DATA SUPPLIED:
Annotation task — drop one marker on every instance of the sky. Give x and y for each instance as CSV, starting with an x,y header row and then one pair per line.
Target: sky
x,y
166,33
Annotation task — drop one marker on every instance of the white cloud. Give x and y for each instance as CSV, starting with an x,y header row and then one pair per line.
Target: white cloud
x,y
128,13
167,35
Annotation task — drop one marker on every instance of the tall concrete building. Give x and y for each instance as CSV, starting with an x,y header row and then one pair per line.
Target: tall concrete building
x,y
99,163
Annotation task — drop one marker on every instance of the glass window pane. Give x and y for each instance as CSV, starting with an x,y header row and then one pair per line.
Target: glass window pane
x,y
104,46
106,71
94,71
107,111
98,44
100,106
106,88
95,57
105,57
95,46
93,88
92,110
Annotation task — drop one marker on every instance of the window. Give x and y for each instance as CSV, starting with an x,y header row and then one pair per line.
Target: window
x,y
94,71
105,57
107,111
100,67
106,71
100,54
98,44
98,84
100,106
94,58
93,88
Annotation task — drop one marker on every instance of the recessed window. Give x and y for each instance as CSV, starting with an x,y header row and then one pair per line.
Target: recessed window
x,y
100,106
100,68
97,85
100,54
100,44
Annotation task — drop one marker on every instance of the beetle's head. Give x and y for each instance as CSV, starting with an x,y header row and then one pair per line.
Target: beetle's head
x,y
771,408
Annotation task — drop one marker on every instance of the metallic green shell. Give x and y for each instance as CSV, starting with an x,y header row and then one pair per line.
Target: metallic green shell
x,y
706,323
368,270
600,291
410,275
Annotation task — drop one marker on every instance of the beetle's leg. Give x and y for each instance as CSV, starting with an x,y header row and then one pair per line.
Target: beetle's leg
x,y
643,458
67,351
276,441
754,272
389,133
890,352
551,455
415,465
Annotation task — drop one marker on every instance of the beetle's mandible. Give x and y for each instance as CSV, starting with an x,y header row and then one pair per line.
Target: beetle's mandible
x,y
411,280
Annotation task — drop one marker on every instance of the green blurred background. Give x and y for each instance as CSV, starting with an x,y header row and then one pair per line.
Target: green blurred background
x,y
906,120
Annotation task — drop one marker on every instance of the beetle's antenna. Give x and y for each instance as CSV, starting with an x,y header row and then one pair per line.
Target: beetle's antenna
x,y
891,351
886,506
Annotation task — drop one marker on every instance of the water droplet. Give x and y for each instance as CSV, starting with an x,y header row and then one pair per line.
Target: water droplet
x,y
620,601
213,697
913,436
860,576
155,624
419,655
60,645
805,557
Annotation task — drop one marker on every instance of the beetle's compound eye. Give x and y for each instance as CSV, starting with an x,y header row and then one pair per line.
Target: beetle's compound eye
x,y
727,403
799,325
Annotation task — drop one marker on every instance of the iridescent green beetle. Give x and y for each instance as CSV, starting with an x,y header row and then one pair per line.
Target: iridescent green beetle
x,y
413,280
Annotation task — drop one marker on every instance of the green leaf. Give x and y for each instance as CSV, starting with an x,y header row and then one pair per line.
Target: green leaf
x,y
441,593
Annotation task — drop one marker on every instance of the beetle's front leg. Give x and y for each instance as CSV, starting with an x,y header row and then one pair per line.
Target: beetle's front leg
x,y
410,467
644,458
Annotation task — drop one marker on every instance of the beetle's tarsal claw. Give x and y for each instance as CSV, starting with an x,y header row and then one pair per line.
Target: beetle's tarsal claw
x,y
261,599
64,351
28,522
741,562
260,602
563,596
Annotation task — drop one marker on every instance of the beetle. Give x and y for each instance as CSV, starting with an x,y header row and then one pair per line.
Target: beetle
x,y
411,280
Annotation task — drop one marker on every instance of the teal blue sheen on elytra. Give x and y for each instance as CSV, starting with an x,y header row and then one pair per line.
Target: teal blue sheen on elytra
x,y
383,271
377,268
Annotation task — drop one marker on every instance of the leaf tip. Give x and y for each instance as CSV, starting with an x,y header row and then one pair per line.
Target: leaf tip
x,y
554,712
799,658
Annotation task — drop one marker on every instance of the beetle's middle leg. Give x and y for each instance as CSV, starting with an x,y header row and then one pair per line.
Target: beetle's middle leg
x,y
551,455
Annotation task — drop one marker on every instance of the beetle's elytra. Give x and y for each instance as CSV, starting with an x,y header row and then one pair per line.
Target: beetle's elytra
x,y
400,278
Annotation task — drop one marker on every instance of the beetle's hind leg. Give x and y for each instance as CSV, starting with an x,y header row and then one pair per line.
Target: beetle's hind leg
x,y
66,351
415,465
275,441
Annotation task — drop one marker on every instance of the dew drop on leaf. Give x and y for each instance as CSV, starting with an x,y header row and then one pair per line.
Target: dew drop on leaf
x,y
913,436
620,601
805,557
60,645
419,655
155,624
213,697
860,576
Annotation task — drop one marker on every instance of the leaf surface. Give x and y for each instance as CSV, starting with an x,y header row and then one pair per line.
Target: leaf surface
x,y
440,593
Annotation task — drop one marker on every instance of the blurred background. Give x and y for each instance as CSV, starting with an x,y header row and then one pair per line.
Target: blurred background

WHAT IS EXPECTED: Present every line of the entries above as a Markdown table with the columns "No." and "Line", giving each line its row number and omitting blank lines.

RESULT OF THE TASK:
| No. | Line |
|---|---|
| 1 | Annotation task — drop one marker on every instance of the sky. Give x and y for each instance as CSV, starting with an x,y header row and then one pair per line. |
| 2 | Target: sky |
| 3 | x,y |
| 4 | 166,33 |
| 5 | Annotation task — drop one marker on every instance of the white cloud. Give x and y for each instance as CSV, starting with an x,y header row and then one pair per line. |
| 6 | Target: white cloud |
| 7 | x,y |
| 8 | 128,13 |
| 9 | 167,35 |
| 10 | Annotation task — drop one marker on every instance of the tall concrete building. Give x and y for each instance as CSV, starting with an x,y header row and then one pair per line. |
| 11 | Target: tall concrete building |
| 12 | x,y |
| 13 | 99,163 |
| 14 | Annotation task — drop one marker on every instance of the glass window pane. Give x and y for each instance as CSV, starting with an x,y header row and then one pair per line. |
| 15 | Target: glass window pane |
| 16 | x,y |
| 17 | 104,46 |
| 18 | 106,71 |
| 19 | 94,71 |
| 20 | 107,111 |
| 21 | 98,44 |
| 22 | 100,106 |
| 23 | 106,88 |
| 24 | 95,57 |
| 25 | 105,57 |
| 26 | 95,46 |
| 27 | 93,88 |
| 28 | 92,110 |
| 29 | Annotation task — drop one marker on every instance of the window. Give x and y for each instance as CSV, starting with an x,y header row and then one pair per line. |
| 30 | Target: window |
| 31 | x,y |
| 32 | 94,71 |
| 33 | 105,57 |
| 34 | 107,111 |
| 35 | 100,67 |
| 36 | 106,71 |
| 37 | 100,54 |
| 38 | 98,44 |
| 39 | 98,84 |
| 40 | 100,106 |
| 41 | 94,58 |
| 42 | 93,88 |
| 43 | Annotation task — drop one marker on every instance of the recessed window. Give x and y for each instance as CSV, starting with an x,y header row and then one pair per line. |
| 44 | Target: recessed window |
| 45 | x,y |
| 46 | 100,106 |
| 47 | 100,68 |
| 48 | 97,85 |
| 49 | 100,54 |
| 50 | 100,44 |
| 51 | Annotation task — drop one marker on every instance of the beetle's head. Give x and y for each instance as CSV, starting with an x,y header row and then one pair per line. |
| 52 | Target: beetle's head |
| 53 | x,y |
| 54 | 771,408 |
| 55 | Annotation task — drop one marker on every instance of the metallic green shell. Give x and y for each instance as CSV, starting with an x,y header row and then one pair per line. |
| 56 | Target: metallic green shell |
| 57 | x,y |
| 58 | 706,323 |
| 59 | 368,270 |
| 60 | 600,291 |
| 61 | 410,275 |
| 62 | Annotation task — drop one marker on every instance of the beetle's leg. Give x and y for each instance as CSV, starting with an x,y header row and then one pair per line. |
| 63 | Target: beetle's leg |
| 64 | x,y |
| 65 | 643,458 |
| 66 | 67,351 |
| 67 | 276,441 |
| 68 | 754,272 |
| 69 | 389,133 |
| 70 | 890,352 |
| 71 | 551,455 |
| 72 | 415,465 |
| 73 | Annotation task — drop one marker on every instance of the beetle's mandible. Give x and y for each instance as CSV, starting with an x,y header row and then one pair per line. |
| 74 | Target: beetle's mandible |
| 75 | x,y |
| 76 | 411,280 |
| 77 | Annotation task — drop one marker on every instance of the green blurred background. Give x and y for each instance as CSV, starting with an x,y header row and then one pair per line. |
| 78 | Target: green blurred background |
| 79 | x,y |
| 80 | 906,120 |
| 81 | Annotation task — drop one marker on every instance of the beetle's antenna. Give x and y for each instance as CSV, starting with an x,y header row and then one pair per line. |
| 82 | Target: beetle's antenna |
| 83 | x,y |
| 84 | 891,351 |
| 85 | 886,506 |
| 86 | Annotation task — drop one marker on every instance of the water droplet. Give x and y for each instance as CSV, starting with an x,y header row and then one pair per line. |
| 87 | Target: water droplet |
| 88 | x,y |
| 89 | 620,601 |
| 90 | 213,697 |
| 91 | 913,436 |
| 92 | 860,576 |
| 93 | 155,624 |
| 94 | 419,655 |
| 95 | 60,645 |
| 96 | 805,557 |
| 97 | Annotation task — drop one marker on every instance of the beetle's compound eye. Give x and y for each instance as CSV, starting with an x,y header row and then one pair per line. |
| 98 | Target: beetle's compound eye |
| 99 | x,y |
| 100 | 727,403 |
| 101 | 799,325 |
| 102 | Annotation task — drop one marker on every instance of the iridescent green beetle. Give x and y for each instance as CSV, starting with an x,y header row and then one pair per line. |
| 103 | Target: iridescent green beetle |
| 104 | x,y |
| 105 | 413,280 |
| 106 | Annotation task — drop one marker on every instance of the green leaf. Give x and y for each instance as CSV, starting with an x,y header row and then one pair per line. |
| 107 | Target: green leaf |
| 108 | x,y |
| 109 | 441,593 |
| 110 | Annotation task — drop one marker on every instance of the beetle's front leg. Give x and y for each instance as CSV, starting with an x,y header row and then one pair per line. |
| 111 | Target: beetle's front leg |
| 112 | x,y |
| 113 | 410,467 |
| 114 | 644,458 |
| 115 | Annotation task — drop one marker on every instance of the beetle's tarsal claw. Give x and y for each instance as CSV, starting with an x,y header row and then one pair per line. |
| 116 | Target: beetle's tarsal claw |
| 117 | x,y |
| 118 | 261,599 |
| 119 | 64,351 |
| 120 | 28,522 |
| 121 | 741,562 |
| 122 | 260,602 |
| 123 | 563,596 |
| 124 | Annotation task — drop one marker on every instance of the beetle. Give x and y for each instance as CSV, starting with an x,y header row and then one pair per line. |
| 125 | Target: beetle |
| 126 | x,y |
| 127 | 411,280 |
| 128 | Annotation task — drop one marker on every instance of the teal blue sheen on elytra. Give x and y for each instance as CSV, starting with an x,y header row and then one pair per line. |
| 129 | Target: teal blue sheen on elytra |
| 130 | x,y |
| 131 | 383,271 |
| 132 | 377,268 |
| 133 | Annotation task — drop one marker on every instance of the leaf tip. Give x and y for each instance as CSV, starting with an x,y header row and then one pair per line. |
| 134 | Target: leaf tip |
| 135 | x,y |
| 136 | 554,712 |
| 137 | 799,658 |
| 138 | Annotation task — drop one marker on every instance of the beetle's middle leg. Give x and y for each instance as CSV, starting with an x,y header row and then one pair per line. |
| 139 | Target: beetle's middle leg |
| 140 | x,y |
| 141 | 551,455 |
| 142 | Annotation task — drop one marker on every instance of the beetle's elytra. Give x and y for each instance as CSV, starting with an x,y header row and then one pair per line. |
| 143 | Target: beetle's elytra |
| 144 | x,y |
| 145 | 400,278 |
| 146 | Annotation task — drop one marker on every instance of the beetle's hind leg. Give x and y for each instance as CSV, starting with an x,y header row and then one pair per line. |
| 147 | Target: beetle's hind leg |
| 148 | x,y |
| 149 | 66,351 |
| 150 | 415,465 |
| 151 | 275,441 |
| 152 | Annotation task — drop one marker on every instance of the dew drop on leaf. Give x and y for each instance as CSV, starting with an x,y header row and then one pair per line. |
| 153 | Target: dew drop on leaf |
| 154 | x,y |
| 155 | 913,436 |
| 156 | 620,601 |
| 157 | 805,557 |
| 158 | 60,645 |
| 159 | 419,655 |
| 160 | 155,624 |
| 161 | 213,697 |
| 162 | 860,576 |
| 163 | Annotation task — drop one marker on every instance of the leaf surface. Give x and y for each instance as CSV, starting with an x,y header row and then one pair per line. |
| 164 | Target: leaf surface |
| 165 | x,y |
| 166 | 440,593 |
| 167 | Annotation task — drop one marker on every instance of the blurred background. Give x and y for each instance as CSV, starting with an x,y header row and then one pair per line. |
| 168 | Target: blurred background |